◆ **Information given**
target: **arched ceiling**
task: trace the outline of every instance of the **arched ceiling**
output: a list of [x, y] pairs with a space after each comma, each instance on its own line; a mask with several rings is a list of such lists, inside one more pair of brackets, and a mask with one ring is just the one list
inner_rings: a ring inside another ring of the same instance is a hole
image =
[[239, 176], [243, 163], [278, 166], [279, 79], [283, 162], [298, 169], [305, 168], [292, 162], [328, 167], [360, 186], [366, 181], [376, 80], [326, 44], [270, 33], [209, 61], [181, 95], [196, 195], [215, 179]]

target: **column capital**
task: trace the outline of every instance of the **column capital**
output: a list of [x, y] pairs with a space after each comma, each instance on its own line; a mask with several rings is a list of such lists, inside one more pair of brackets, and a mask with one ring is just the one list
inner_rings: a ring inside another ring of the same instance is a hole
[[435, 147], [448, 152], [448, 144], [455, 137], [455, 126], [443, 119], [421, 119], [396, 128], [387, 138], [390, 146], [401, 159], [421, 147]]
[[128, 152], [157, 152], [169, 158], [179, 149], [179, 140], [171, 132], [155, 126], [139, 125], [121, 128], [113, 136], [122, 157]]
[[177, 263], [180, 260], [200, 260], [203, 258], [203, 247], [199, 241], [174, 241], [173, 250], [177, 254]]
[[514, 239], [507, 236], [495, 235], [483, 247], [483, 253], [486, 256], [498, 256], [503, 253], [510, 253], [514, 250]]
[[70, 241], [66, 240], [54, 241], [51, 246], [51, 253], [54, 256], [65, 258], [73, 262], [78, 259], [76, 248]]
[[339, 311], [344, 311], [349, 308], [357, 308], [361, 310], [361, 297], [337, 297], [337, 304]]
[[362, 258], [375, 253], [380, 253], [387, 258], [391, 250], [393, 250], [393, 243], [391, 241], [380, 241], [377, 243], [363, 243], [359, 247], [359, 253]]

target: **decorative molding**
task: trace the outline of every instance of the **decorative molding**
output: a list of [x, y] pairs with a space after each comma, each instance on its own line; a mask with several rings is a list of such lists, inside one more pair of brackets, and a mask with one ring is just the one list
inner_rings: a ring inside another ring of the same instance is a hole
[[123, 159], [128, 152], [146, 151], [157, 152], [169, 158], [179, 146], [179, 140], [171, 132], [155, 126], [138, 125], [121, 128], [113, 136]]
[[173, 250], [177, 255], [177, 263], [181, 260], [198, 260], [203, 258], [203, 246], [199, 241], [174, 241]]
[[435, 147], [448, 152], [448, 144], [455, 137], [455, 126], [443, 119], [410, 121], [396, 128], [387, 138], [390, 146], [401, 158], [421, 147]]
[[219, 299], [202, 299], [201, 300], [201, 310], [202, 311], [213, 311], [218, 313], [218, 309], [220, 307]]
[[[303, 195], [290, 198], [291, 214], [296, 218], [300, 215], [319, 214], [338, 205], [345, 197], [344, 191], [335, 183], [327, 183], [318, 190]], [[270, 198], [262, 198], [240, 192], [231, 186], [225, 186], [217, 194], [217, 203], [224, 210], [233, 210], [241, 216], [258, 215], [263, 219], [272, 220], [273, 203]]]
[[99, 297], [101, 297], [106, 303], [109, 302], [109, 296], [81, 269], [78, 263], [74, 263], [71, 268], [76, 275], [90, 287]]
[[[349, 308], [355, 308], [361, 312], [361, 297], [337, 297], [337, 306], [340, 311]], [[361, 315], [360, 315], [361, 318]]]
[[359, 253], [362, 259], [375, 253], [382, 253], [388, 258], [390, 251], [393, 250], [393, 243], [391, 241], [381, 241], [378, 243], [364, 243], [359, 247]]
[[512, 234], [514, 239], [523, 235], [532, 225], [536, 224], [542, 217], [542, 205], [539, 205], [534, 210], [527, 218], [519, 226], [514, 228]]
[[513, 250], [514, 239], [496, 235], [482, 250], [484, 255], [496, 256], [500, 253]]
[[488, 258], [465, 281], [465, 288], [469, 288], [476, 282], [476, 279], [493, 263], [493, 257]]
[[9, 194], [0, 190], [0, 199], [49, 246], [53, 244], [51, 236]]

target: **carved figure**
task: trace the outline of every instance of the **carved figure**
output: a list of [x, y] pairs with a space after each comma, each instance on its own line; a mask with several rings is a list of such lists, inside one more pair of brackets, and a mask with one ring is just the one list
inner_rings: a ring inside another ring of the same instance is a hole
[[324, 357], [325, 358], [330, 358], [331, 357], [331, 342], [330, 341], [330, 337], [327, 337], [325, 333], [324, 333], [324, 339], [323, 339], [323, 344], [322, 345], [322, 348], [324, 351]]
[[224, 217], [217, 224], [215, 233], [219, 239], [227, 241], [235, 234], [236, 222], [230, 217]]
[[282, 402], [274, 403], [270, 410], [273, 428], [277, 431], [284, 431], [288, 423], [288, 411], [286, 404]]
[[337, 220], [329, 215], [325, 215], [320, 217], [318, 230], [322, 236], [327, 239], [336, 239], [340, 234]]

◆ **Task instructions**
Can you copy every line of the records above word for word?

◆ **Exercise response**
target: **arched ceiling**
task: trace the outline of every instance of the **arched ceiling**
output: a list of [x, y] pairs with a space after each comma, each instance on its own line; a mask with several rings is a list of such lists, inside one more pair of brackets, and a mask with one ring is just the one list
inner_rings: a ring inside another ring of the same instance is a hole
image =
[[239, 176], [243, 163], [278, 166], [279, 79], [283, 162], [298, 169], [305, 168], [292, 162], [328, 167], [360, 186], [366, 181], [376, 80], [326, 44], [270, 33], [209, 61], [181, 95], [196, 195], [215, 179]]

target: **column capital**
task: trace the outline of every instance of the **column capital**
output: a list of [x, y] pairs with a space after each comma, each instance on its own line; a mask with several rings is a list of such lists, inside one more pair of brackets, and a mask with one ring is just the one list
inner_rings: a ring inside another ring of the same instance is a hole
[[435, 147], [448, 152], [448, 144], [455, 137], [455, 126], [443, 119], [421, 119], [396, 128], [387, 138], [390, 146], [401, 159], [421, 147]]
[[128, 152], [157, 152], [169, 158], [179, 149], [179, 140], [171, 132], [155, 126], [139, 125], [121, 128], [113, 136], [122, 157]]
[[177, 263], [180, 260], [200, 260], [203, 258], [203, 247], [199, 241], [174, 241], [173, 250], [177, 254]]
[[514, 239], [507, 236], [495, 235], [483, 247], [483, 253], [486, 256], [498, 256], [503, 253], [510, 253], [514, 250]]
[[70, 241], [66, 240], [54, 241], [51, 246], [51, 253], [54, 256], [65, 258], [73, 262], [78, 259], [76, 248]]
[[339, 311], [344, 311], [349, 308], [357, 308], [361, 310], [361, 297], [337, 297], [337, 304]]
[[362, 258], [375, 253], [380, 253], [387, 258], [391, 250], [393, 250], [393, 243], [391, 241], [380, 241], [377, 243], [363, 243], [359, 247], [359, 253]]

target: **decorative molding**
task: trace the outline of every instance of the **decorative molding**
output: a list of [x, y] pairs with a space after each comma, each instance on its own line; a mask with several rings is a list of such lists, inside one more pair of brackets, and a mask with one ring is just the one list
inner_rings: a ring inside another ring of the same instance is a hole
[[123, 159], [128, 152], [146, 151], [157, 152], [169, 158], [179, 146], [179, 140], [171, 132], [155, 126], [138, 125], [121, 128], [113, 136]]
[[173, 250], [177, 255], [177, 263], [181, 260], [198, 260], [203, 258], [203, 246], [199, 241], [174, 241]]
[[435, 147], [448, 152], [448, 144], [455, 137], [455, 126], [443, 119], [410, 121], [396, 128], [387, 138], [390, 146], [401, 158], [421, 147]]
[[219, 299], [202, 299], [201, 300], [201, 310], [202, 311], [213, 311], [218, 313], [218, 309], [220, 307]]
[[[303, 195], [290, 198], [291, 214], [296, 218], [300, 215], [319, 214], [338, 205], [345, 197], [344, 191], [335, 183], [327, 183], [318, 190]], [[270, 198], [262, 198], [240, 192], [231, 186], [225, 186], [217, 194], [217, 203], [224, 210], [233, 210], [241, 216], [258, 215], [263, 219], [272, 220], [273, 203]]]
[[99, 297], [101, 297], [106, 303], [109, 302], [109, 296], [81, 269], [78, 263], [74, 263], [71, 268], [76, 275], [90, 287]]
[[[349, 308], [355, 308], [361, 312], [361, 297], [337, 297], [337, 306], [340, 311]], [[361, 315], [360, 315], [361, 318]]]
[[359, 253], [362, 259], [375, 253], [382, 253], [388, 258], [390, 251], [393, 250], [393, 243], [391, 241], [381, 241], [378, 243], [364, 243], [359, 247]]
[[512, 234], [514, 239], [523, 235], [532, 225], [536, 224], [542, 217], [542, 205], [539, 205], [534, 210], [527, 218], [519, 226], [514, 228]]
[[513, 250], [514, 239], [496, 235], [482, 250], [484, 255], [496, 256], [500, 253]]
[[488, 258], [465, 281], [465, 288], [469, 288], [476, 282], [476, 279], [493, 263], [493, 257]]
[[9, 194], [0, 190], [0, 199], [49, 246], [53, 244], [51, 236]]

target: **carved figure**
task: trace the outline of every instance of the **carved figure**
output: a list of [x, y] pairs with a space after each comma, each instance on its own line; a mask with several rings is a list of such lists, inside one more pair of brackets, and a mask with one ring is just the one list
inner_rings: a ring inside another ring of the same instance is a hole
[[324, 357], [325, 358], [330, 358], [331, 357], [331, 342], [330, 341], [330, 337], [327, 337], [325, 333], [324, 333], [324, 339], [323, 339], [323, 344], [322, 345], [322, 348], [324, 351]]
[[224, 217], [217, 224], [215, 233], [219, 239], [227, 241], [235, 234], [236, 222], [230, 217]]
[[282, 402], [274, 403], [270, 410], [273, 428], [277, 431], [284, 431], [288, 423], [288, 411], [286, 404]]
[[337, 220], [329, 215], [325, 215], [320, 217], [318, 230], [322, 236], [327, 239], [336, 239], [340, 234]]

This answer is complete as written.